▸ **Recorded information**

※ ※ ※

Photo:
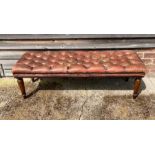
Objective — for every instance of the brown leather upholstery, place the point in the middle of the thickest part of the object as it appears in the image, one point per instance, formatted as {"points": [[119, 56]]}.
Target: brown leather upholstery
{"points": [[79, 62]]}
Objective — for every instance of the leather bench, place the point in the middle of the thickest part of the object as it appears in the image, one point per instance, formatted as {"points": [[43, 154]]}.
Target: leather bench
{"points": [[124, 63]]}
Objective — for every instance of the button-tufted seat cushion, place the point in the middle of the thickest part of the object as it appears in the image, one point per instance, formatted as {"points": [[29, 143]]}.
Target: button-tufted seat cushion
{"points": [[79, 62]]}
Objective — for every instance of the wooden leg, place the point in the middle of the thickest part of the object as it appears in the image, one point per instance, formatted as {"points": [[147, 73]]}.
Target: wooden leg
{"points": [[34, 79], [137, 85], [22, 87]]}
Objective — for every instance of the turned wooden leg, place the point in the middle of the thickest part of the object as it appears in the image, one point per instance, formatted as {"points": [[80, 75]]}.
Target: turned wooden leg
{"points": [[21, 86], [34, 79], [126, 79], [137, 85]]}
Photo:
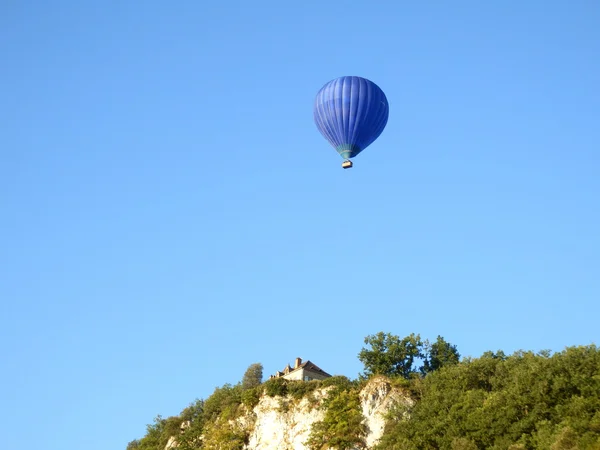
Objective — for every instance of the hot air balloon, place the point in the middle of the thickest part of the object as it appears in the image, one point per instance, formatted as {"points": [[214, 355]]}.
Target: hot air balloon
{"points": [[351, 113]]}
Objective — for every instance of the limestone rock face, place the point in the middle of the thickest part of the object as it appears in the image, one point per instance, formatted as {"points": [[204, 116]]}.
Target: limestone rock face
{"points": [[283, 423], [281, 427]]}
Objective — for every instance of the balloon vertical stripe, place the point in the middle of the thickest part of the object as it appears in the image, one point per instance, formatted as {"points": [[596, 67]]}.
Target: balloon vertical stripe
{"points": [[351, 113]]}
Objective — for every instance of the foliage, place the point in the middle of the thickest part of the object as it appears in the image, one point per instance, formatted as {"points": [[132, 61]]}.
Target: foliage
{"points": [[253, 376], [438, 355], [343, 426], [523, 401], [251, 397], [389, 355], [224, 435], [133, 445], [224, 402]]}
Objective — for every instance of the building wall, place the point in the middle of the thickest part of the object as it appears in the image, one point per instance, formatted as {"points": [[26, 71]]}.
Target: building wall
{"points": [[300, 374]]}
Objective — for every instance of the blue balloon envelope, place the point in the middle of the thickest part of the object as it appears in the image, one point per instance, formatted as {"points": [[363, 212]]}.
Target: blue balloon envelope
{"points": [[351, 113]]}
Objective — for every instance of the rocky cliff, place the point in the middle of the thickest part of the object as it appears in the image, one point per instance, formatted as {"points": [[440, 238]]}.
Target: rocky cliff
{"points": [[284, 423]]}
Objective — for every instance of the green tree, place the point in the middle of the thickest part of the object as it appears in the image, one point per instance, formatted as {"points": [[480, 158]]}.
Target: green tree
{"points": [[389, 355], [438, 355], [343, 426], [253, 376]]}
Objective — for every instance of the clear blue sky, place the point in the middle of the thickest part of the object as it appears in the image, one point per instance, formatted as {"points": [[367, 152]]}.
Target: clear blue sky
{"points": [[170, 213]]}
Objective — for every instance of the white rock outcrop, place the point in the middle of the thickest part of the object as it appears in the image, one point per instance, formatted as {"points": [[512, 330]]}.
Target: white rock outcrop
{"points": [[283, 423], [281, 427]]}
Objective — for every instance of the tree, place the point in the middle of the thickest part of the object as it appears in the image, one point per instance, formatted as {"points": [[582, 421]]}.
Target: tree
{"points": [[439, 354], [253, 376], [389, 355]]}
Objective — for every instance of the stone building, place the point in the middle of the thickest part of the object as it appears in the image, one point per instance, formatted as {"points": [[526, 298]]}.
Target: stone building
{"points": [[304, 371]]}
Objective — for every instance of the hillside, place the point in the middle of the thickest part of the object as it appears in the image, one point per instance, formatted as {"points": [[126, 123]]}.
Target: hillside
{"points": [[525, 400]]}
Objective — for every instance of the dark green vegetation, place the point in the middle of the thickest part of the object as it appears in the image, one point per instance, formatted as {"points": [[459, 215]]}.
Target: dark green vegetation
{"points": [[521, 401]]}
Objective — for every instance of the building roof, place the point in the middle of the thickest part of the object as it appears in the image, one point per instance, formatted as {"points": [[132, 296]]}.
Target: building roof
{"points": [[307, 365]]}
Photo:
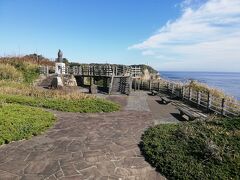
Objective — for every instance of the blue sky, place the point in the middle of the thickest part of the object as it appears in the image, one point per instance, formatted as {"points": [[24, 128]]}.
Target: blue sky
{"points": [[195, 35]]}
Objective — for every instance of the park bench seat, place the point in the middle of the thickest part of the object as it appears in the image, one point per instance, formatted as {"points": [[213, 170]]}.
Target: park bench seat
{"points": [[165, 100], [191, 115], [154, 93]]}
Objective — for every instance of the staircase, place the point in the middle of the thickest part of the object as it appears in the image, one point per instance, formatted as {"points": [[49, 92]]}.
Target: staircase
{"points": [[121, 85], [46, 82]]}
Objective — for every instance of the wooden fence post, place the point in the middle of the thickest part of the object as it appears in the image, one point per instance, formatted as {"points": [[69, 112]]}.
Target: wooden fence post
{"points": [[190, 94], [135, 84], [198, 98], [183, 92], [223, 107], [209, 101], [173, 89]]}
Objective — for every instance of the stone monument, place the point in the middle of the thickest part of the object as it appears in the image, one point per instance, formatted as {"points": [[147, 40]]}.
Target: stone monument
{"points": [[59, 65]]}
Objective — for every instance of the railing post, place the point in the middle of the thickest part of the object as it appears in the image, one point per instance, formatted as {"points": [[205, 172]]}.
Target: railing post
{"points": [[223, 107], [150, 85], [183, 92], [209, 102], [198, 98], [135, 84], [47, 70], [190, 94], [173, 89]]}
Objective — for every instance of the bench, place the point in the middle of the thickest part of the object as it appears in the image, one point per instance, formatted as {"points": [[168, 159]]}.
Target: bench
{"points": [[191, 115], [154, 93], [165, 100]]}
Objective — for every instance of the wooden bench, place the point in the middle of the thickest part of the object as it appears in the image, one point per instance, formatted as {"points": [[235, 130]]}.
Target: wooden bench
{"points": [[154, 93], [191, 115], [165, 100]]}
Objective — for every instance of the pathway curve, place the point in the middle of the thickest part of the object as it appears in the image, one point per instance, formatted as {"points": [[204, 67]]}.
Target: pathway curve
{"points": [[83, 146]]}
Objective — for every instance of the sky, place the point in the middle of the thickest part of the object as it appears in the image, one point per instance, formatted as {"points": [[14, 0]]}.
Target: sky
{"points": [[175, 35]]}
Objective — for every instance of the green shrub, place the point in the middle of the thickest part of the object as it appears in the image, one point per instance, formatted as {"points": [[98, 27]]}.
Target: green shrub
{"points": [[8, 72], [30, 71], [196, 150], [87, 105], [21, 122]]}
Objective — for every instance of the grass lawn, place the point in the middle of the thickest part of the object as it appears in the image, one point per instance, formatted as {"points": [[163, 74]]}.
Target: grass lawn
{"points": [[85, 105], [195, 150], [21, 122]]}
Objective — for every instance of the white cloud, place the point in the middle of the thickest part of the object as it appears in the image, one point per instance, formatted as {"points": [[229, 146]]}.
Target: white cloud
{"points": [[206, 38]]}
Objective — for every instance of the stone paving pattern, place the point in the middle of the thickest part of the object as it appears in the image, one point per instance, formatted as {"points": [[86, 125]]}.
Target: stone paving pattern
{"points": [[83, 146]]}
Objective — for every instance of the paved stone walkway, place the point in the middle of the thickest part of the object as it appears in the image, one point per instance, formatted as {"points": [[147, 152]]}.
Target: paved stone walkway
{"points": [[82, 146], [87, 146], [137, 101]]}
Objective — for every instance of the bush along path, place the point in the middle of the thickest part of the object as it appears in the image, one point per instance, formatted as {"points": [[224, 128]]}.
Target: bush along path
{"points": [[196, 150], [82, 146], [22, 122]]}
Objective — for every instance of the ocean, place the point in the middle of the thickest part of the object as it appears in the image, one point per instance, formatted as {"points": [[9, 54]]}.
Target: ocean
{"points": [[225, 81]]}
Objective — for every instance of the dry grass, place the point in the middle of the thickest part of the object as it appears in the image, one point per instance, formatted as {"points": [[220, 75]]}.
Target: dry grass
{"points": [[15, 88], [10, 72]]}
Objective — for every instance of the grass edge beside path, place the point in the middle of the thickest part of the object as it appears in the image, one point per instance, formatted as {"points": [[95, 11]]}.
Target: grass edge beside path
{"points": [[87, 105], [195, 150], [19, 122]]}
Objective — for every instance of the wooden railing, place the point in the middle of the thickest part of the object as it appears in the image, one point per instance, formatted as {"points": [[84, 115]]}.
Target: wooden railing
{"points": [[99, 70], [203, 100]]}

※ ※ ※

▸ **Exercise requirements**
Write out the lines above from the one containing "Objective — for every instance of the bush" through the last, exactly as they are.

▸ **The answer**
Objective — for every instance of the bush along path, place the point in the middle of the thickest part of the object as it appears in the image, one point per instance, formatted as {"points": [[224, 128]]}.
Target: bush along path
{"points": [[196, 150], [82, 146], [22, 122]]}
Objective — for every instance of the ocean, place the point in the middle of the thickest part of the object as it appears in the image, one point per instance, formatted as {"points": [[9, 54]]}.
Target: ocean
{"points": [[225, 81]]}
Objective — for every instance of the dry grass, place the point in the middle of the thickest part of the object as it appears in the image, one point per instance, formatted as {"points": [[220, 75]]}.
Target: dry grass
{"points": [[15, 88], [10, 72]]}
Objective — for every instance of the grass edge beside path, place the point in the middle of the thickest part of the object as it appears in the image, one point per instance, formatted as {"points": [[95, 11]]}.
Target: grass edge beside path
{"points": [[87, 105], [195, 150], [19, 122]]}
Objective — for every instance of the wooden railing, place the point in the middle of the thickest part of the object as it appears in the image, one point per instance, formatted as {"points": [[84, 115]]}.
Target: wooden railing
{"points": [[99, 70], [203, 100]]}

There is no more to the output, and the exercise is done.